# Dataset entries
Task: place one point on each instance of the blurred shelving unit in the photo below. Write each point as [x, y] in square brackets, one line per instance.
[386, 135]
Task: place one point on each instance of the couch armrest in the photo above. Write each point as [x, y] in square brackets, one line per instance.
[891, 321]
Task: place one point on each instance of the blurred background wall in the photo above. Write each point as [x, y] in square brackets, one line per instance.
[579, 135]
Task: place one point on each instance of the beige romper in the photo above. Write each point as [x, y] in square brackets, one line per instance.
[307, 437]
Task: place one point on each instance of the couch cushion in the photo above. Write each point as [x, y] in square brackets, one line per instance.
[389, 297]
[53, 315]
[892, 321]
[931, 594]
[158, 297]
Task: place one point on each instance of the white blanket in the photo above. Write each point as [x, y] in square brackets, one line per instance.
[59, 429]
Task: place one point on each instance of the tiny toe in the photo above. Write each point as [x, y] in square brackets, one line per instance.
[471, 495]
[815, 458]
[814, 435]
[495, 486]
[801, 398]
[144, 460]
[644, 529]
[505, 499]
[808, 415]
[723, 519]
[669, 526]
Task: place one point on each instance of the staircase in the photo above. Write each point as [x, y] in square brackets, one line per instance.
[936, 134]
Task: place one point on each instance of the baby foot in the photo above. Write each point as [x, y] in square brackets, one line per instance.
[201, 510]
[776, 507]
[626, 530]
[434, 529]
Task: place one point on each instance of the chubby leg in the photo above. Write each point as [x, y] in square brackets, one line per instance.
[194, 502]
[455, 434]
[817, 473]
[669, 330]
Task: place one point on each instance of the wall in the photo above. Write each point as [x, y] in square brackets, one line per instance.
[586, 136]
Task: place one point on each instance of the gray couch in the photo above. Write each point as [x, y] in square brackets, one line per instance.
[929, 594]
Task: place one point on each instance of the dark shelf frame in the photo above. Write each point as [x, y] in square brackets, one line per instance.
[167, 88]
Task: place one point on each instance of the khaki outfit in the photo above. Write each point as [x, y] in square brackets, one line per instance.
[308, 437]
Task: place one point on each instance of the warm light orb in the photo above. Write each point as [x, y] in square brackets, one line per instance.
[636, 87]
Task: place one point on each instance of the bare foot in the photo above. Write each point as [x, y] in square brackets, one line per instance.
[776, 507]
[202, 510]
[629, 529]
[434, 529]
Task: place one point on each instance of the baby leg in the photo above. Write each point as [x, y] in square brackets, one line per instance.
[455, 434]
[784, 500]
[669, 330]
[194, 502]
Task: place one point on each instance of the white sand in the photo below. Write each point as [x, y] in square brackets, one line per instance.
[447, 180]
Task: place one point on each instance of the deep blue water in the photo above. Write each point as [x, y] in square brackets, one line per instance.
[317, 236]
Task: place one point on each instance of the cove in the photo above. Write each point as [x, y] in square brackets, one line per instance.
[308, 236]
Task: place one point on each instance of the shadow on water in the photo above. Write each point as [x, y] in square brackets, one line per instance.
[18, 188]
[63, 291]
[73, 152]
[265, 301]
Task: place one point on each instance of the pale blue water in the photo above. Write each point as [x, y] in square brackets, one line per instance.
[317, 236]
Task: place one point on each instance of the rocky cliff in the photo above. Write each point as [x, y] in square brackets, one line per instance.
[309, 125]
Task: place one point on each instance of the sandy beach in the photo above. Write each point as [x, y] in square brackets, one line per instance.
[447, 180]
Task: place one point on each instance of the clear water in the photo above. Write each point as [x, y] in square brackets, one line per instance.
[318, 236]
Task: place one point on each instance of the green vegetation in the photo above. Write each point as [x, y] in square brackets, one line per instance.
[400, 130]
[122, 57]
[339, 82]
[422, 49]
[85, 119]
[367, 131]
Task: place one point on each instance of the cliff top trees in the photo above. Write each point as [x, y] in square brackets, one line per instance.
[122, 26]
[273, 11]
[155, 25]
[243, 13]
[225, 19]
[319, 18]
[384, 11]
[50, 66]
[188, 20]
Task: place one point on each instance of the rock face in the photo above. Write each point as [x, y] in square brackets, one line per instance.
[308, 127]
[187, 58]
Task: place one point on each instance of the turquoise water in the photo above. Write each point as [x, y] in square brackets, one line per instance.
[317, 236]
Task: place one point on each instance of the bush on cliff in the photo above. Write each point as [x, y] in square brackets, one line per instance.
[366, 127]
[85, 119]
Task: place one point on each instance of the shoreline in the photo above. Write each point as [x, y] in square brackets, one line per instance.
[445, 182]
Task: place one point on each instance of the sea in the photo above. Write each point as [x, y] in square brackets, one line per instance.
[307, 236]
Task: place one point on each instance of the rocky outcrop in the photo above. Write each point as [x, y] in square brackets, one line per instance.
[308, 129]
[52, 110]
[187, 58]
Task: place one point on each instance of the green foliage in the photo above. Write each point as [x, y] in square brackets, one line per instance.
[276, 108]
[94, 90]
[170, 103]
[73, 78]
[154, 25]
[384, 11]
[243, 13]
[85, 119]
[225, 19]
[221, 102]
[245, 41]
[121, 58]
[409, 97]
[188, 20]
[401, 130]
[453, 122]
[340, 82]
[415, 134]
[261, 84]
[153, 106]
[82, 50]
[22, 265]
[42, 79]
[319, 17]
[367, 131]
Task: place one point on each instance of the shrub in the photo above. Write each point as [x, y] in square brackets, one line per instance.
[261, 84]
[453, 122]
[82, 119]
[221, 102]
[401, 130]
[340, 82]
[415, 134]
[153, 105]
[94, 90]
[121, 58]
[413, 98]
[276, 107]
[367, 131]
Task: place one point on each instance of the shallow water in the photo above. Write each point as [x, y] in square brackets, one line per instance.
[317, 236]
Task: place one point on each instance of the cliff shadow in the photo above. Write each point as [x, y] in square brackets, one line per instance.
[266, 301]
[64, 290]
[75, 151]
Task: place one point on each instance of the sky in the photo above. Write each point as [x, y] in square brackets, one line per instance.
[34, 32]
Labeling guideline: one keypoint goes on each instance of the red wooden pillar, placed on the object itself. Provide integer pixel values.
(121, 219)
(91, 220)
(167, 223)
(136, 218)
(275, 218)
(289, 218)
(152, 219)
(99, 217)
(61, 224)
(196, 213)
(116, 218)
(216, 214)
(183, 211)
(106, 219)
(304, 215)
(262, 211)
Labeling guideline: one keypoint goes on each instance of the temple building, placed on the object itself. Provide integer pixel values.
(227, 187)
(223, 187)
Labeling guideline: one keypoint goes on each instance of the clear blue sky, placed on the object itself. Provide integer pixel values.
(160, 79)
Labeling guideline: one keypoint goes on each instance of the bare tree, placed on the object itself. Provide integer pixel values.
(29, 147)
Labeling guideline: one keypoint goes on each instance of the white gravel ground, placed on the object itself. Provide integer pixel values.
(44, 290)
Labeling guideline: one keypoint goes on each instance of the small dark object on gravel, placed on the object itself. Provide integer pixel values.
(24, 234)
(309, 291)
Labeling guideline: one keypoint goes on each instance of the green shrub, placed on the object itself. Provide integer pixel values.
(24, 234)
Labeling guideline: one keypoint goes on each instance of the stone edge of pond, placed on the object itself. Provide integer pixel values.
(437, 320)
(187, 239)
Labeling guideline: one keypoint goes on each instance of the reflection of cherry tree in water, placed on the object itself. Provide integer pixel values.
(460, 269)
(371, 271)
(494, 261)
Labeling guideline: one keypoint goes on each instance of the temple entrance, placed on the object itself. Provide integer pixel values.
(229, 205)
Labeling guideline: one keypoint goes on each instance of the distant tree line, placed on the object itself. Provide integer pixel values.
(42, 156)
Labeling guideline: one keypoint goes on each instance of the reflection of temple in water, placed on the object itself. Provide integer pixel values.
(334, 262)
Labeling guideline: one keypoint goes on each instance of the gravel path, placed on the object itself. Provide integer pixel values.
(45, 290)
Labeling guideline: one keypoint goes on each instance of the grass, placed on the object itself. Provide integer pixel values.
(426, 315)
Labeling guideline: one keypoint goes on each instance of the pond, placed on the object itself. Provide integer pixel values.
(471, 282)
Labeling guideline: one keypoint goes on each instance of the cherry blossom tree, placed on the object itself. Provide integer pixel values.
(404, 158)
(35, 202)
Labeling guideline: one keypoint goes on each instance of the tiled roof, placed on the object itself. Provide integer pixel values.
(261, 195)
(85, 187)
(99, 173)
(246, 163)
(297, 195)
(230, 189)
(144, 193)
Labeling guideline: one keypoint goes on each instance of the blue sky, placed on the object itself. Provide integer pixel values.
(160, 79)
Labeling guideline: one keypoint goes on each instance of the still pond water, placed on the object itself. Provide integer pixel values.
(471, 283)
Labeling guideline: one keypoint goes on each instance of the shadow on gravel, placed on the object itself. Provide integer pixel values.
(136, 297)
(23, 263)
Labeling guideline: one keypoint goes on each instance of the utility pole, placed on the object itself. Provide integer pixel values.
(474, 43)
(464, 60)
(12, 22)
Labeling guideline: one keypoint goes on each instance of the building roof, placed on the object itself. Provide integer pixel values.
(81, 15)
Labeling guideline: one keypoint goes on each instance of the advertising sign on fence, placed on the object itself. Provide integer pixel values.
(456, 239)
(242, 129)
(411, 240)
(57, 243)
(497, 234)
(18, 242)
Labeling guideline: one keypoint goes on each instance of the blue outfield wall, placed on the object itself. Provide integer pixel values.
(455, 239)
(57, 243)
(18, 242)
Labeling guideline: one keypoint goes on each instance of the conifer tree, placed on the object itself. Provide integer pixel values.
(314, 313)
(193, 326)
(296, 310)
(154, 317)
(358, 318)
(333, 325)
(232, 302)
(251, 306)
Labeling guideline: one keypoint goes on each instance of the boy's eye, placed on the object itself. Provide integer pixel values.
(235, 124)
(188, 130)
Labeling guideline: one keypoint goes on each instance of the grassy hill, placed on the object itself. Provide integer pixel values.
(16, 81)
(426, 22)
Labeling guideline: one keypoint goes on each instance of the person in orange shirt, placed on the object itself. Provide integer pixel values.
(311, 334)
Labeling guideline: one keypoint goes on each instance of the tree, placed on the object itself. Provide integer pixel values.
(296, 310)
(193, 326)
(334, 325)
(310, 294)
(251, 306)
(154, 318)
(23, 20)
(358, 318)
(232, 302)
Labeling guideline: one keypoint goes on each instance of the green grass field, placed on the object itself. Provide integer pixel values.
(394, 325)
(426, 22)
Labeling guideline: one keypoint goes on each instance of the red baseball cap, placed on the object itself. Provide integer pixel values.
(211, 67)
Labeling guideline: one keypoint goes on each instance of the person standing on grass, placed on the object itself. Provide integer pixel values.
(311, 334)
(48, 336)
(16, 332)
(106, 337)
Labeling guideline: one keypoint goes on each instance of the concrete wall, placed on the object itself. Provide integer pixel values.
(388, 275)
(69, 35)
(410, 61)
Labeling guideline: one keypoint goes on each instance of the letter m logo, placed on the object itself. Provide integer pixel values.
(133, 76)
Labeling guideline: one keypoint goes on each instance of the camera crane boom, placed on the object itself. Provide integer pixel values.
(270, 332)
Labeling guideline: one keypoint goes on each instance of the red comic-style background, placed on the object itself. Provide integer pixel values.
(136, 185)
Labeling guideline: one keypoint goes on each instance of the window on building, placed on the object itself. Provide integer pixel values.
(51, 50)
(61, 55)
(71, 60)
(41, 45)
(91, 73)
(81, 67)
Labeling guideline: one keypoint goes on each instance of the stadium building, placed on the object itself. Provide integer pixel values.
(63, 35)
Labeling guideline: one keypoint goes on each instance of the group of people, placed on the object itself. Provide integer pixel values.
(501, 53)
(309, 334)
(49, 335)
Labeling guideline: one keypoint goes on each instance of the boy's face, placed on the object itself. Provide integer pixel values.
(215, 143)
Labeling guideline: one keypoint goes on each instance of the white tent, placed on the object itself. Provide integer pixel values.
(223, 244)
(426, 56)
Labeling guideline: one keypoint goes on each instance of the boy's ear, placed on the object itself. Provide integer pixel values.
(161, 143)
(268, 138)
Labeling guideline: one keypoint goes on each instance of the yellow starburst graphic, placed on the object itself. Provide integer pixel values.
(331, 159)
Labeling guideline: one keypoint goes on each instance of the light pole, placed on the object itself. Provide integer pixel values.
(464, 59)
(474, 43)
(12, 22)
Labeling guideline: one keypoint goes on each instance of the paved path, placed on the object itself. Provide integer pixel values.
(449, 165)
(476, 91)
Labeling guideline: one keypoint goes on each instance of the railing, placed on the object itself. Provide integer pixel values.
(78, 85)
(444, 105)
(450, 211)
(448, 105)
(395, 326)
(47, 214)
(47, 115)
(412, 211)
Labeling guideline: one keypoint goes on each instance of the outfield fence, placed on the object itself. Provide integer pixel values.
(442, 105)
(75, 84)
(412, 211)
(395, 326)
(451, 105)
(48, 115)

# TASK
Once you find the line containing "of the stadium", copy it and every line after it through the end of the records, exactly and nothing else.

# ANSWER TO THIS EXERCISE
Labeling guideline: one keypoint goes on each instance of the stadium building, placed on the object itself. Provide integer pixel values.
(63, 35)
Labeling guideline: one keypoint goes on each instance of the group of people, placed on the object itself. Provide integer pixel values.
(501, 53)
(309, 334)
(49, 335)
Labeling guideline: one keypoint goes on each instance of the boy's face, placed on the object itself. Provide integer pixel values.
(215, 143)
Labeling guideline: one keypoint goes on each instance of the white tent, placed on the object itself. Provide integer pixel values.
(223, 244)
(426, 56)
Labeling guideline: one keypoint goes on each instance of the boy's ear, placed on the object itself. Provide integer pixel values.
(161, 143)
(268, 138)
Labeling guideline: one keypoint goes on each instance of the yellow starburst graphic, placed on the object itself. Provide integer pixel values.
(331, 159)
Labeling guideline: one keypoint goes on each instance of the light pole, placed on the object itself. Provide integer pixel values.
(464, 59)
(474, 43)
(12, 22)
Labeling guideline: one keypoint goes on each instance of the paved path, placed on the object itself. Provide integer pixel values.
(449, 165)
(476, 91)
Labeling guideline: one keypoint goes on each instance of the railing, placed on the object itself. Provide integer pixel values.
(78, 85)
(444, 105)
(450, 211)
(448, 105)
(395, 326)
(47, 214)
(47, 115)
(412, 211)
Labeling guideline: one keypoint goes on each instance of the outfield fence, placed on the object itself. Provide integer pixel values.
(442, 105)
(75, 84)
(412, 211)
(395, 326)
(451, 105)
(48, 115)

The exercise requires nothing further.